Task instructions: Give the listing again exactly as written.

Data provided:
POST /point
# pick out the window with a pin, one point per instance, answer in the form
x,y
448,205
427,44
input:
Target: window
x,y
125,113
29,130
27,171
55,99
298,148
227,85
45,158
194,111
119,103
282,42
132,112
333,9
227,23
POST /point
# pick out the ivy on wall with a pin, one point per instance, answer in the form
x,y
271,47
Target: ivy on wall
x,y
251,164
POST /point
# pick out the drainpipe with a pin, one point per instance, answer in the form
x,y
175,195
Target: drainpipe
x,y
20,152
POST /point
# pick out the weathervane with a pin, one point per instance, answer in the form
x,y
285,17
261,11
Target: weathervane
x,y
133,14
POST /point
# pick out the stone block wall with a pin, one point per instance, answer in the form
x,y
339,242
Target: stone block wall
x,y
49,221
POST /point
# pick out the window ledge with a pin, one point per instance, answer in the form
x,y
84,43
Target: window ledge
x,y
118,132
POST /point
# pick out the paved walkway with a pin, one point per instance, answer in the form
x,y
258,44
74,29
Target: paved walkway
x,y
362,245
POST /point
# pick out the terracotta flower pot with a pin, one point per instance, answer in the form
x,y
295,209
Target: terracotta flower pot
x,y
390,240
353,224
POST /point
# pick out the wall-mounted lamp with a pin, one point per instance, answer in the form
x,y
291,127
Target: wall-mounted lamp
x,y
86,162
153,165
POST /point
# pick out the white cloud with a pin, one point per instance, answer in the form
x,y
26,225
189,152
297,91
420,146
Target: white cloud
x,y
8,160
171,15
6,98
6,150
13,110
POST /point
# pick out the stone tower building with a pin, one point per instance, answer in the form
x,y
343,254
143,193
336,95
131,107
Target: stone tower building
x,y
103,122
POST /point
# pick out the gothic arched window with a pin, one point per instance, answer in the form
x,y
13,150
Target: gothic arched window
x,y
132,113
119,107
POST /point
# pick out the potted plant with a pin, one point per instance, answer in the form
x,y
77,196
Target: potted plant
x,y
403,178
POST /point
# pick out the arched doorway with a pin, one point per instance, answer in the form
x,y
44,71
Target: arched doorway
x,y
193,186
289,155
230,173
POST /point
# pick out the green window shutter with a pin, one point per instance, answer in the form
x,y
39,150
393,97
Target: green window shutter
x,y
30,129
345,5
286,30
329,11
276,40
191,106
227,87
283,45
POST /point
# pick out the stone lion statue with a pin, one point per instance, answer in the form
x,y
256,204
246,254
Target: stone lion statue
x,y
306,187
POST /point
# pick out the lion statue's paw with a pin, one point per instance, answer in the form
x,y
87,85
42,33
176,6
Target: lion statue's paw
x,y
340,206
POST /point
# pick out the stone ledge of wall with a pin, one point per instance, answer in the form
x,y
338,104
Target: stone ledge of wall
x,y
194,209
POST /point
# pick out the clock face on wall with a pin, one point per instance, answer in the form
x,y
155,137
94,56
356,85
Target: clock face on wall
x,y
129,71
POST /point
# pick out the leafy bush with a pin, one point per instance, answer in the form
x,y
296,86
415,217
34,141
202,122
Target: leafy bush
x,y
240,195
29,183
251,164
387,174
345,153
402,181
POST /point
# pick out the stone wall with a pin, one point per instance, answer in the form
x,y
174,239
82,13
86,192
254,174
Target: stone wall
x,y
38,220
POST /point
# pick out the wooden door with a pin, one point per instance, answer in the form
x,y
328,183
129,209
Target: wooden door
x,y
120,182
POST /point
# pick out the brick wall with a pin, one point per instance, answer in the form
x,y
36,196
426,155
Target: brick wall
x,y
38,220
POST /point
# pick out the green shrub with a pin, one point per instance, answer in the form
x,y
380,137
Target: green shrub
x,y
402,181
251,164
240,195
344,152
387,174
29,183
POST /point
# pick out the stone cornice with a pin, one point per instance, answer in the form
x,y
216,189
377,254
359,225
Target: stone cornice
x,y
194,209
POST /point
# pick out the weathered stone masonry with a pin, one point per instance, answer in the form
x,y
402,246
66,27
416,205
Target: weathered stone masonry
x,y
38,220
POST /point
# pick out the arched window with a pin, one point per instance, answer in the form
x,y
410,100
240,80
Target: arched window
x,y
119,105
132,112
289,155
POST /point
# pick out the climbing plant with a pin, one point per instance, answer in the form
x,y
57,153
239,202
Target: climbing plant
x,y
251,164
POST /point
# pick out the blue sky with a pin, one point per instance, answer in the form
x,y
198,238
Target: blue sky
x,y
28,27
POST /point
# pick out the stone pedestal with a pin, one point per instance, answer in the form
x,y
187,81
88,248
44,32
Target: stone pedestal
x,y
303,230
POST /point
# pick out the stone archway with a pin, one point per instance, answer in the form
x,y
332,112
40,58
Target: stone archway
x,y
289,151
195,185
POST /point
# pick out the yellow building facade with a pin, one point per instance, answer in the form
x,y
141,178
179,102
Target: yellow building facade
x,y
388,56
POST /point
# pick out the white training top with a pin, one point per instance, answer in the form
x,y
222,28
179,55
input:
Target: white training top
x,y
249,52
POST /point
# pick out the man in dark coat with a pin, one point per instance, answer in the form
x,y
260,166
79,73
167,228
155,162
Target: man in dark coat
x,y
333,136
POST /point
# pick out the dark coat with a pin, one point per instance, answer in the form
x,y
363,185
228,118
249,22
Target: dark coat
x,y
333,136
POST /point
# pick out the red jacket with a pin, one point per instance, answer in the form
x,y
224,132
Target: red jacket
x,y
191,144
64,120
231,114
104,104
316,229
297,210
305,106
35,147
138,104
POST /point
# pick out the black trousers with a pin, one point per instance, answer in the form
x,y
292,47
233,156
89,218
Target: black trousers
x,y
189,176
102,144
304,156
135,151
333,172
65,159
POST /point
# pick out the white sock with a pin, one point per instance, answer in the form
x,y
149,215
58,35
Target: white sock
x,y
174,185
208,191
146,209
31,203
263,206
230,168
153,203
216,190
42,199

Exercise output:
POST /point
# pick out the window with a pin, one point per instance, answer in the form
x,y
448,205
427,44
input:
Target: window
x,y
125,113
29,130
27,171
55,99
298,148
227,85
45,158
194,111
119,103
282,42
132,112
333,9
227,23
POST /point
# pick out the ivy on wall with a pin, one point per instance, answer in the form
x,y
271,47
Target: ivy on wall
x,y
251,164
POST /point
# pick out the drainpipe with a pin, one point per instance, answer in the form
x,y
175,195
Target: drainpipe
x,y
20,152
POST /point
# pick out the weathervane with a pin, one point per instance, answer in the form
x,y
285,17
261,11
Target: weathervane
x,y
133,14
POST /point
# pick out the stone block wall with a pin, one point per instance, answer in the form
x,y
339,242
Target: stone block wall
x,y
49,221
POST /point
# pick out the window ledge with a pin, one point per instance, answer in the form
x,y
84,43
Target: window ledge
x,y
118,132
POST /point
# pick out the paved walkway with a pin, one point per instance, answer in the form
x,y
258,44
74,29
Target: paved walkway
x,y
362,245
POST /point
# pick out the terracotta flower pot with a pin, one point per instance, answer in the form
x,y
295,209
Target: terracotta flower pot
x,y
390,240
353,224
POST /point
# pick out the wall-mounted lamp with a pin, one point per instance, answer in the form
x,y
291,127
Target: wall-mounted lamp
x,y
86,162
153,165
POST /point
# pick out the white cloud with a pin, one point per instance, answer in the form
x,y
26,225
189,152
297,91
420,146
Target: white cloud
x,y
8,160
171,15
6,98
6,150
13,110
POST /point
# pick out the stone tower building with a pin, one point per instance, answer in the form
x,y
343,254
143,193
336,95
131,107
Target: stone tower building
x,y
103,122
POST /point
# pick out the gothic arched window with a pin, one point per instance, answer in the form
x,y
13,150
Target: gothic arched window
x,y
132,113
119,107
POST /point
# pick out the potted plant with a pin, one point per instance, answer in the form
x,y
77,196
Target: potted plant
x,y
403,178
POST /point
# pick out the arched doorway with a pin, one point per instance, answer in the form
x,y
44,71
Target: arched doorway
x,y
193,186
289,155
230,173
POST /point
# pick out the green window shutter with a pin, one point per instance, answer in the form
x,y
39,150
393,97
Target: green window shutter
x,y
30,129
345,5
286,30
329,11
276,40
191,106
227,87
283,45
POST /point
# pick out the stone lion statue with a pin, one point per instance, answer in the form
x,y
256,204
246,254
Target: stone lion statue
x,y
306,187
POST /point
# pick out the lion statue's paw with a pin, one point per instance, answer in the form
x,y
87,85
42,33
176,6
Target: lion statue's paw
x,y
340,206
POST /point
# pick out the stone ledge of wall with a pin, one point per instance, answer in the form
x,y
338,104
Target: stone ledge of wall
x,y
194,209
POST /point
# pick out the clock face on wall with a pin, one point per instance, answer in the form
x,y
155,137
94,56
356,85
Target: clock face on wall
x,y
129,71
POST /point
# pick out the leafy bush with a pin, one point per instance, answer in the form
x,y
296,86
415,217
34,141
202,122
Target: leafy bush
x,y
240,195
29,183
251,164
387,174
345,153
402,181
POST /point
# pick out the stone wall with a pin, one point per instance, answer in the form
x,y
174,239
82,13
86,192
254,174
Target: stone wall
x,y
38,220
POST /point
# pick out the wooden door with a pin, one point per instance, answer in the form
x,y
328,183
129,209
Target: wooden door
x,y
120,182
POST /point
# pick out the brick wall with a pin, one point per instance, answer in the form
x,y
36,196
426,155
Target: brick wall
x,y
38,220
POST /point
# pick out the green shrub with a pin, one point per instance, answer in the form
x,y
380,137
Target: green shrub
x,y
402,181
251,164
240,195
344,152
387,174
29,183
POST /point
# pick out the stone cornice with a pin, one point per instance, answer in the form
x,y
216,189
377,254
359,225
Target: stone cornice
x,y
194,209
POST /point
# pick out the weathered stone masonry with a pin, one point per instance, answer in the form
x,y
402,246
66,27
416,205
Target: weathered stone masonry
x,y
38,220
POST /point
# pick out the arched window with a pin, one point per instance, answer in the form
x,y
410,100
240,80
Target: arched window
x,y
119,105
132,112
289,155
POST /point
# pick out the climbing plant with a pin, one point per instance, answer in the form
x,y
57,153
239,202
Target: climbing plant
x,y
251,164
POST /point
# pick out the blue sky with a pin, one point per instance, answer in the form
x,y
198,238
Target: blue sky
x,y
28,27
POST /point
# pick out the stone pedestal with a pin, one point per instance, answer in the form
x,y
187,81
88,248
44,32
Target: stone pedestal
x,y
303,230
POST /point
# pick out the stone archway with a pin, one point per instance, answer in the form
x,y
332,112
40,58
Target: stone archway
x,y
289,151
195,185
POST /point
# pick out the yellow building facade with a pin, one point per instance, answer in the form
x,y
141,178
179,102
Target: yellow building facade
x,y
388,56
POST /point
# pick out the white training top with a pin, one point per instance, answer in the form
x,y
222,28
179,55
input:
Target: white training top
x,y
249,52
POST /point
# pick out the man in dark coat with a pin, one point per instance, answer in the form
x,y
260,166
79,73
167,228
155,162
Target: man in dark coat
x,y
333,136
POST /point
# pick out the dark coat with a pin, one point per instance, answer in the form
x,y
363,185
228,118
249,22
Target: dark coat
x,y
333,136
POST /point
# pick out the red jacket with a pin, one point per instance, answer in the form
x,y
224,132
Target: red jacket
x,y
191,144
64,120
231,114
104,104
316,229
297,210
305,106
35,147
138,104
POST /point
# pick out the black trousers with a pin, one point per instance, answer in the form
x,y
292,47
233,156
89,218
Target: black trousers
x,y
189,176
102,144
304,156
135,151
333,172
65,159
POST /point
# pick out the white sock with a pin, one point per instance, answer in the form
x,y
149,215
58,35
Target: white sock
x,y
174,185
208,191
146,209
31,203
263,206
230,168
153,203
216,190
42,199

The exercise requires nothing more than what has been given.